● **Supplied text**:
┄┄┄┄┄┄

| March 9
March 9 Unexpected serious side effects arose in
a huge study of a Merck & Co long-acting niacin drug
aimed at raising good HDL cholesterol, according to data
released on Saturday, possibly adding a final nail to the coffin
of niacin therapy for heart patients.
Merck has already given up on the drug that combines
extended-release niacin with an experimental agent called
laropiprant, designed to prevent the uncomfortable facial
flushing associated with niacin.
When it was announced that the drug called Tredaptive had
failed to show benefit in preventing heart attacks, strokes,
death and other complications in heart patients also taking
statins to lower bad LDL cholesterol, Merck said it would not
seek U.S. approval and stop selling it in the dozens of other
countries where it was already available.
A European medical journal last week said the drug caused
concerning muscle weakness, especially in Asian patients.
But the final results presented on Saturday at the American
College of Cardiology scientific meeting in San Francisco
painted an even more troubling picture of the medicine.
Researchers found patients taking the Merck drug had
significantly higher rates of bleeding - 2.5 percent vs 1.9
percent - and infections - 8.0 percent vs 6.6 percent - that
they called unexpected.
Significantly higher numbers of patients taking Tredaptive
also experienced serious health problems that researchers called
known side effects of niacin. Those included new onset diabetes
- 9.1 percent vs 7.3 percent - diabetic complications - 11.1
percent vs 7.5 percent - and gastrointestinal problems - 4.8
percent vs 3.8 percent.

┄┄┄┄┄┄

● **Data extract**:
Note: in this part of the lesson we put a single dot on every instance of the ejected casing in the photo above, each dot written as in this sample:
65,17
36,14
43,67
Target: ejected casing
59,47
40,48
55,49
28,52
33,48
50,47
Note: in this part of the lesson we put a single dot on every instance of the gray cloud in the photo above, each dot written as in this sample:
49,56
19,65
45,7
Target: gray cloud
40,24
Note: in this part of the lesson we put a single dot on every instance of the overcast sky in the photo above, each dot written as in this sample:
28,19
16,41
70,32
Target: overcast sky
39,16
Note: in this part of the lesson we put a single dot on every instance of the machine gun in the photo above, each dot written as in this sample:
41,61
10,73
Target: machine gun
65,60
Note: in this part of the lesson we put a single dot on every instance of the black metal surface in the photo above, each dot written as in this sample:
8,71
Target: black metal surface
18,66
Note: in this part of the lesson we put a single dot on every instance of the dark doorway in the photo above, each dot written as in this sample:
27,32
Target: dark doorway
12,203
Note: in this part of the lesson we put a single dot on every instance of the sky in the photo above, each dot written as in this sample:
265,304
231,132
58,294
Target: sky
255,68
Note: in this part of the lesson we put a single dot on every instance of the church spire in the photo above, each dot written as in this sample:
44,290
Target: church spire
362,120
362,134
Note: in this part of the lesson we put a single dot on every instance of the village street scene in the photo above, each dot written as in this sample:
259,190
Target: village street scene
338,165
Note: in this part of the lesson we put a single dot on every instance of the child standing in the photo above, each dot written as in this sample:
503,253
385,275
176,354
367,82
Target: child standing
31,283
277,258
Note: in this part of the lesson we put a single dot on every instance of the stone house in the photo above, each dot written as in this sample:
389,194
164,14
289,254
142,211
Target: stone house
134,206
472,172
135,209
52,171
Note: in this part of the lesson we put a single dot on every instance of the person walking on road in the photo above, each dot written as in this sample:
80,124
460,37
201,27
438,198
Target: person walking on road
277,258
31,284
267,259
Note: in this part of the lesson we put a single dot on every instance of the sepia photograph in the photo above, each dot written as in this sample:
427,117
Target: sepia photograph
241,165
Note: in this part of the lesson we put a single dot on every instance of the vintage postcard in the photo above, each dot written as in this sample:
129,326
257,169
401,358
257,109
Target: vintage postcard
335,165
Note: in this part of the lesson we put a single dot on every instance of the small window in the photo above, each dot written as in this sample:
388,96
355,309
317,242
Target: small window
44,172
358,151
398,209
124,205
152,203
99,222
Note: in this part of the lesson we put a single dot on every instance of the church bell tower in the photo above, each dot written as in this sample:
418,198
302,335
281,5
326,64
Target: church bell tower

┄┄┄┄┄┄

● **Things to do**:
1) For each statement, answer yes or no on whether the Tredaptive article agrees with it, and quote the words of the article that decide it. (a) Merck intended to seek U.S. approval for Tredaptive. (b) Patients taking Tredaptive had a higher rate of infections. (c) The final results were presented at a meeting in San Francisco.
2) Resume the Tredaptive article after its final sentence.
The entries were drawn from a different source than the Tredaptive article.

● **Answer set**:
1)
(a) No: "Merck said it would not seek U.S. approval"
(b) Yes: "infections - 8.0 percent vs 6.6 percent - that they called unexpected"
(c) Yes: "presented on Saturday at the American College of Cardiology scientific meeting in San Francisco"

2)
Niacin, a form of vitamin B, has been used for many years in
the belief that its HDL raising powers would help prevent heart
attacks and strokes.
Professor Jane Armitage, who led the study called
HPS2-Thrive, called the findings disappointing.
"Still," she said, "finding out a drug is not helping people
is just as important as finding that it has benefits."
The trial was not designed to show whether the adverse side
effects were caused by the niacin or the anti-flushing drug. But
Armitage, a professor at the University of Oxford, said the
results were consistent with an earlier failed niacin study that
did not include laropiprant and that many of the side effects
are known to be associated with niacin.
"We now know that its adverse side effects outweigh the
benefits when used with current treatments," she said.